[THE REQUEST]:
Locate the line that contains "shoe in the image above.", then copy it and all later lines of the data below exactly, through the last one.

[DATASET RECORDS]:
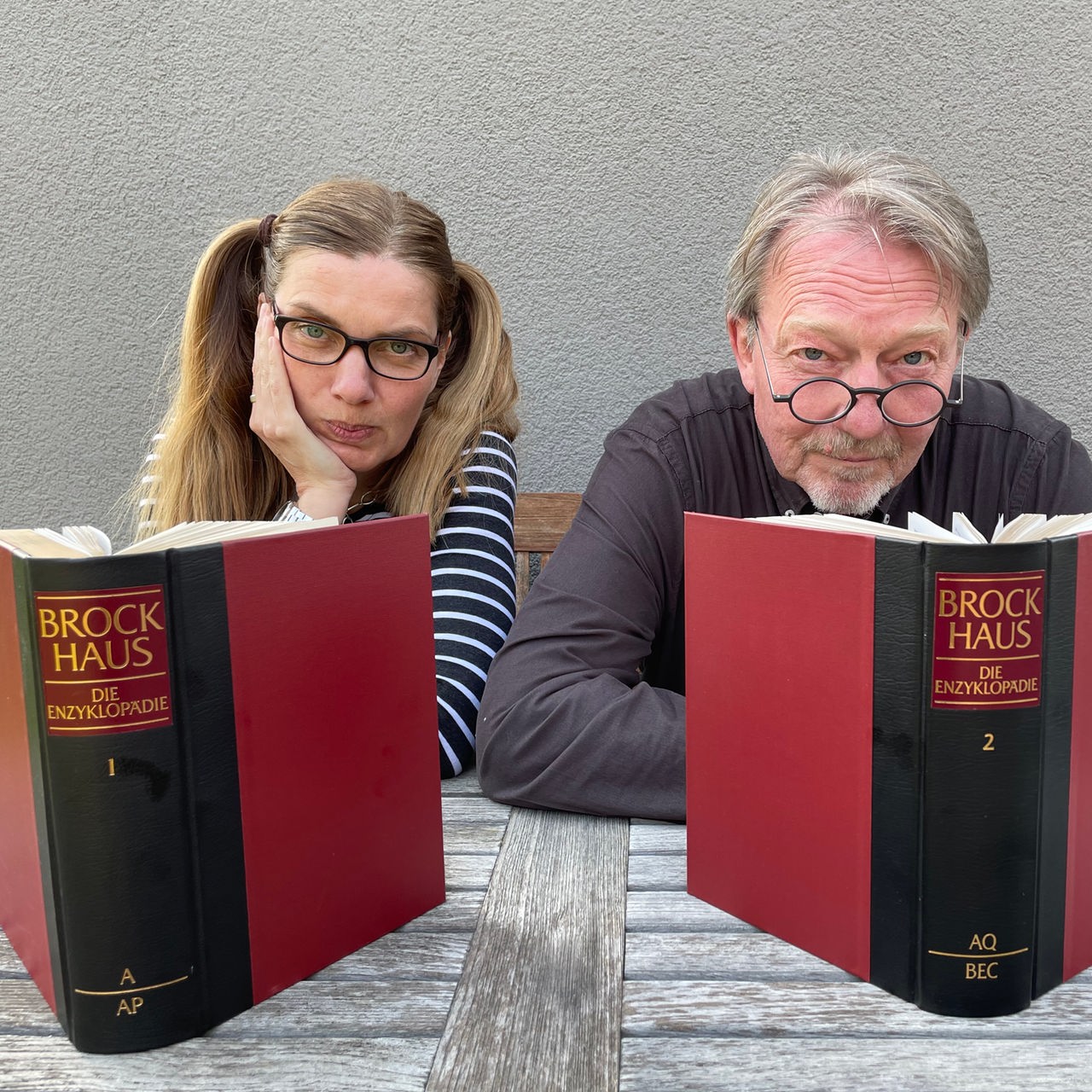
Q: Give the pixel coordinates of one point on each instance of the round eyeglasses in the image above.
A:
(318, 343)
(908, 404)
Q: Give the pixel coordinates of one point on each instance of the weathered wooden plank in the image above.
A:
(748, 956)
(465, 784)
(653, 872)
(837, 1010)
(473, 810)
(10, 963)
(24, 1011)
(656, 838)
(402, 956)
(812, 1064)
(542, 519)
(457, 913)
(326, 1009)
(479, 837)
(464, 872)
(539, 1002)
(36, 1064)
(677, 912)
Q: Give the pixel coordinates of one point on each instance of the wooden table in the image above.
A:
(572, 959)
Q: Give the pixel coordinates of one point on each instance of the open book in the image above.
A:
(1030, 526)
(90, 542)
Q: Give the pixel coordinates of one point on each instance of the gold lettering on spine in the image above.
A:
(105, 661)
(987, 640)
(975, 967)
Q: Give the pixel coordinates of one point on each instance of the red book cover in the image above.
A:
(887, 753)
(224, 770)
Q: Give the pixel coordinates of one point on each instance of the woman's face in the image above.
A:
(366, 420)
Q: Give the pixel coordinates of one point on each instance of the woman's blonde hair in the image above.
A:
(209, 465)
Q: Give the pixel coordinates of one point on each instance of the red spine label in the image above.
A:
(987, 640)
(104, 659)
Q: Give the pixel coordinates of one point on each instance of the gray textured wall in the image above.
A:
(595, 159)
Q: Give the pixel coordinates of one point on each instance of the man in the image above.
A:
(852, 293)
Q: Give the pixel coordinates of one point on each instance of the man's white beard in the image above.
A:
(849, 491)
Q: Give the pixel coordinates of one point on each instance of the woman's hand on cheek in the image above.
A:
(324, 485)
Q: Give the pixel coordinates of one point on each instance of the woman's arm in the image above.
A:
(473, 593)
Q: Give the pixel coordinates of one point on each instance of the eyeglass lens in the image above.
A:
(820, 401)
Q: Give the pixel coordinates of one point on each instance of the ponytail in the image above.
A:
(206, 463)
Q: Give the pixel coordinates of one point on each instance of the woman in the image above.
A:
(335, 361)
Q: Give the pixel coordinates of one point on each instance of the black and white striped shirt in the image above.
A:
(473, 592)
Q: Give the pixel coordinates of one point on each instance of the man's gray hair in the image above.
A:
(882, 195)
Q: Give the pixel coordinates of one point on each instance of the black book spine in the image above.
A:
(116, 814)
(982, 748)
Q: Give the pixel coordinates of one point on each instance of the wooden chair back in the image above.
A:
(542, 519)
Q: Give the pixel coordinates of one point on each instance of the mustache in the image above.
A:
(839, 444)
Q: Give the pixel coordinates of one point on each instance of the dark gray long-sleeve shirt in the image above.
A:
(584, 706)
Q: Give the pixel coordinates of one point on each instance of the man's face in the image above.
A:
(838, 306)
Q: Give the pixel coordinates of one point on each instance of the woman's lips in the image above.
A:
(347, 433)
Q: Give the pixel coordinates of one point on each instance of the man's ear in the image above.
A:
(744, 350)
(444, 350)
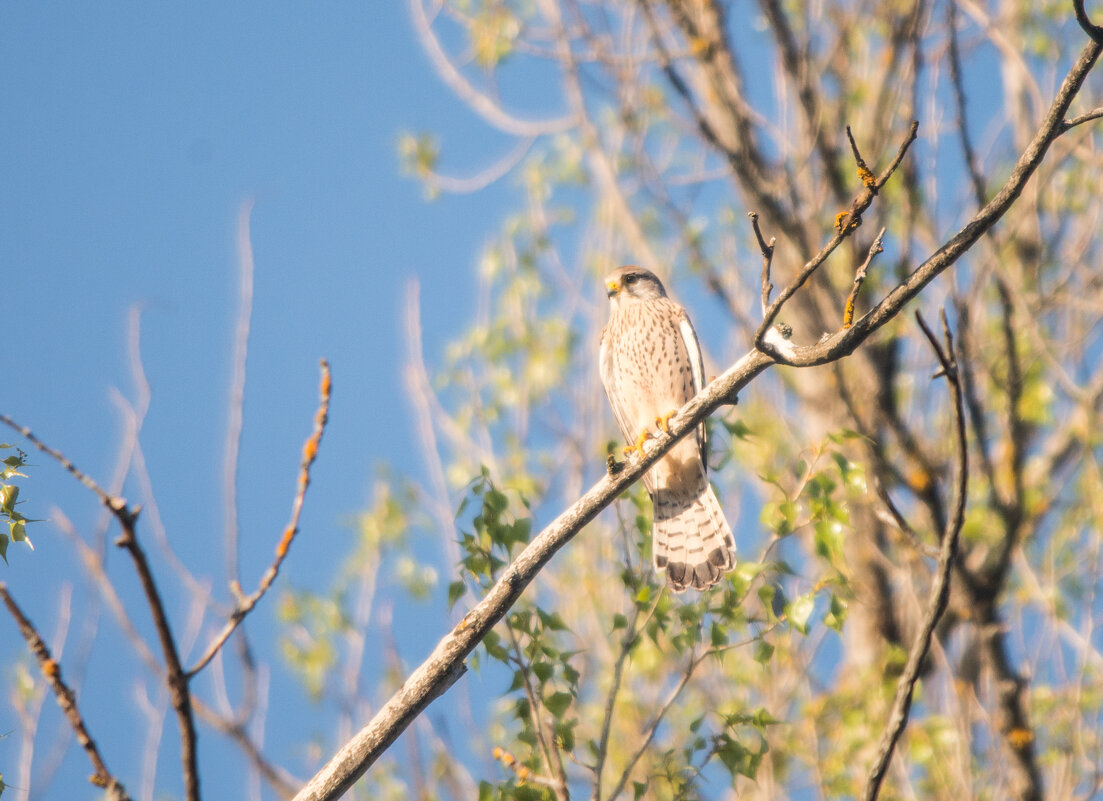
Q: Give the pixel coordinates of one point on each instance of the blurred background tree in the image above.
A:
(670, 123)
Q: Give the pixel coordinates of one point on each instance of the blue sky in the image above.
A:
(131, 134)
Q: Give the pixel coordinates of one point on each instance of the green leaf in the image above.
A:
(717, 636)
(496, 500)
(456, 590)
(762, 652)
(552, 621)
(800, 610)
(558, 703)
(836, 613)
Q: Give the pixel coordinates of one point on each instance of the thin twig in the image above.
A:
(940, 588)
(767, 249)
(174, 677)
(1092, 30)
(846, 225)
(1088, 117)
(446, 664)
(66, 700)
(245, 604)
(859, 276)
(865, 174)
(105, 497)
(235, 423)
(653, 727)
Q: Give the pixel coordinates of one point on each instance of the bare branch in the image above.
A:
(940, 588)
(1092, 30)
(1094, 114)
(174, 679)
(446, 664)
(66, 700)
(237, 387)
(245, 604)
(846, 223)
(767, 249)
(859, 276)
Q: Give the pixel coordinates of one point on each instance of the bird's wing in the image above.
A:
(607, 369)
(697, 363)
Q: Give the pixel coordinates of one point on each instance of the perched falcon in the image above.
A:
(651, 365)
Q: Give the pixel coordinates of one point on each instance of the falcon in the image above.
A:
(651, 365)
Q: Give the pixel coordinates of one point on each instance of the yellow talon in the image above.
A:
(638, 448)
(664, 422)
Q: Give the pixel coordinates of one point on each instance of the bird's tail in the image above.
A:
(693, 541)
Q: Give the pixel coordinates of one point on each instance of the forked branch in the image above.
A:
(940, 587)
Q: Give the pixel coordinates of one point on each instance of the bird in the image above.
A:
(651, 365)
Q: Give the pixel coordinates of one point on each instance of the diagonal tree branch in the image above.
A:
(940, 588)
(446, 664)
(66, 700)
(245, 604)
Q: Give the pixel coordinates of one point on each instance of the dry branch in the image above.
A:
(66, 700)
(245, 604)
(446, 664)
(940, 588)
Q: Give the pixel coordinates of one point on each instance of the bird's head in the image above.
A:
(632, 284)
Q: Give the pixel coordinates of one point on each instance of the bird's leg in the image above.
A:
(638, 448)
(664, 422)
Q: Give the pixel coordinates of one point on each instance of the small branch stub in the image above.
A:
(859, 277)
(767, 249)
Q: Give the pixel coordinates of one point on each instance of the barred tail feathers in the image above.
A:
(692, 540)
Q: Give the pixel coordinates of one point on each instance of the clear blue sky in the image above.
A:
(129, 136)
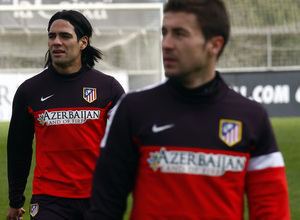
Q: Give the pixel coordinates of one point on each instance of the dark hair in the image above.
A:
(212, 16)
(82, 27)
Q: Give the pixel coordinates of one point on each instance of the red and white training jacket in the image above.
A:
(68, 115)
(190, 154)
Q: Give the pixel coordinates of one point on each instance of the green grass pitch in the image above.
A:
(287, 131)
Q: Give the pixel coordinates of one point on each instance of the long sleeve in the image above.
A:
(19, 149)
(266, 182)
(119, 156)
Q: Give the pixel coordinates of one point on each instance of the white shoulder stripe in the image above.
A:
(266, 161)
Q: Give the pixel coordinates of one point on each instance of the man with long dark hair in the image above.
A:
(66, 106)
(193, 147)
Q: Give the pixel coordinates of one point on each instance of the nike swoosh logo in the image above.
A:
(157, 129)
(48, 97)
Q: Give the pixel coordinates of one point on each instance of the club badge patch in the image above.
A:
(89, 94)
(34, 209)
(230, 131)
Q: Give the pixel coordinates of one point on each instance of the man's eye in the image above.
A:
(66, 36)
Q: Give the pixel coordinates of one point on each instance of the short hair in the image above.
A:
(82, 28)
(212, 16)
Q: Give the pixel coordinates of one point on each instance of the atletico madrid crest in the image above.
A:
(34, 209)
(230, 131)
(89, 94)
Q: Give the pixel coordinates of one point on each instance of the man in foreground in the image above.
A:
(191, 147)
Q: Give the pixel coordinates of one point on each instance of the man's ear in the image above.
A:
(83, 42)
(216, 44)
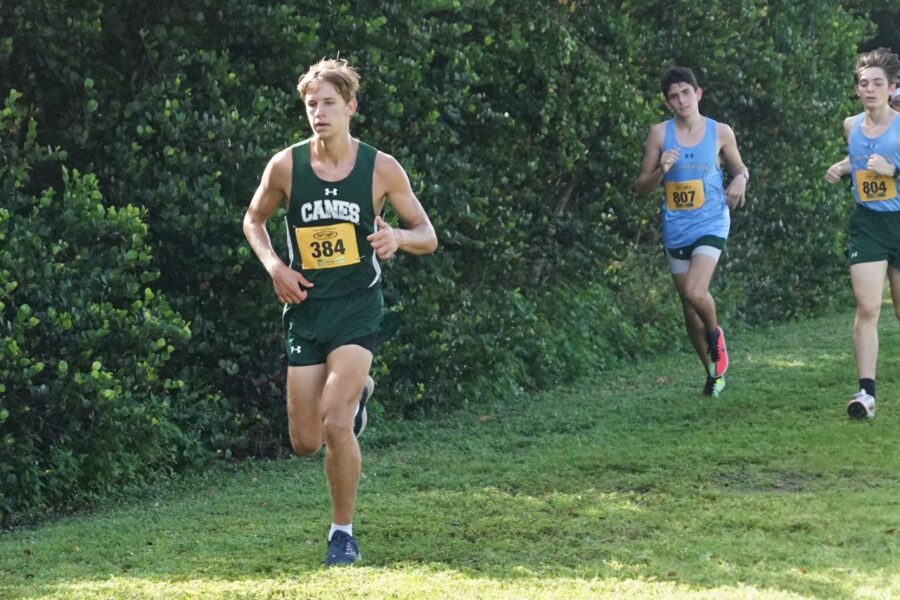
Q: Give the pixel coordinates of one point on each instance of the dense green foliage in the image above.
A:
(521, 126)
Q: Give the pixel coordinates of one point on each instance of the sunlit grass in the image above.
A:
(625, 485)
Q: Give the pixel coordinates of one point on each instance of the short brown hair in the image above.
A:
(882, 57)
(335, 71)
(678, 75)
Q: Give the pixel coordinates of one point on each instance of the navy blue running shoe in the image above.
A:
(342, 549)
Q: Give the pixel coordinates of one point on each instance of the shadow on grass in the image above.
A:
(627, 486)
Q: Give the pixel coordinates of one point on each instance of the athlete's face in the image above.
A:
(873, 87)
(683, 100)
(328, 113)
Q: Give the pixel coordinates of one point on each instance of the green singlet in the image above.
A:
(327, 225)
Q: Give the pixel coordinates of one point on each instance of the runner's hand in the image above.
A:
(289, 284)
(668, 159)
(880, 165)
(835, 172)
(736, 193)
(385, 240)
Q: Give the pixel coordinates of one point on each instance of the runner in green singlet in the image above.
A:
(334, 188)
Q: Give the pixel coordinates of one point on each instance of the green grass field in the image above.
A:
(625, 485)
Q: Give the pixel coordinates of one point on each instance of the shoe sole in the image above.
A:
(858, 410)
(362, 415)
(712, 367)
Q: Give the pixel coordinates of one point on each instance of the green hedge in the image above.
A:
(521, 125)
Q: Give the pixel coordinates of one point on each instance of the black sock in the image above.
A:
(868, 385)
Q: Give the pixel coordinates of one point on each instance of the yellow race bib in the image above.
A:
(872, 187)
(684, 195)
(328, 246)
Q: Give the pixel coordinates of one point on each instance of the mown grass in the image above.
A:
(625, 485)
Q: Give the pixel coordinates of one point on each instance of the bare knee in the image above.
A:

[TASK ANSWER]:
Q: Give the pixel coordinates of one point on each instance of the navy blue running shoe in the image above.
A:
(342, 549)
Q: Give the pixel coordinates of one point on each instance of the shadow on grass in the image above.
A:
(627, 486)
Q: Give the pixel coordinates of one point on each instance of the athlete's face in the image above.
A:
(873, 87)
(683, 100)
(328, 113)
Q: Give the pixel coordinates of one point on each instance of the green singlet in the image above.
A:
(327, 225)
Q: Give the pixel coordinates of one point on each instance of the runner's hand in the image above.
A:
(289, 284)
(668, 159)
(880, 165)
(835, 172)
(736, 193)
(385, 240)
Q: Give the pixel coordinates of one point on each instance of the runner in green singlet in the image above.
A:
(334, 188)
Q: Give the pixel coordinates of one point on each instance of the green grass field in the image above.
A:
(625, 485)
Q: Give the pixel coordinates of one point on each instance of the shoe sole in the image above.
A:
(858, 410)
(362, 415)
(712, 367)
Q: Give the pixel coordinates of one point on each instance of the green hedge in the image above.
A:
(521, 125)
Q: Give the pixel coordinates of one point on each instance of the black sock in the image above.
A:
(868, 385)
Q: Give the pixel coordinates of one point on each instance of the yellow race bib in the image above.
A:
(872, 187)
(684, 195)
(328, 246)
Q: Give the pixel coordinates of one point on each instance of the mown grass in the image above.
A:
(625, 485)
Q: Give the pixel coordinates of one point on each instance of the bare knee in the image above.
A:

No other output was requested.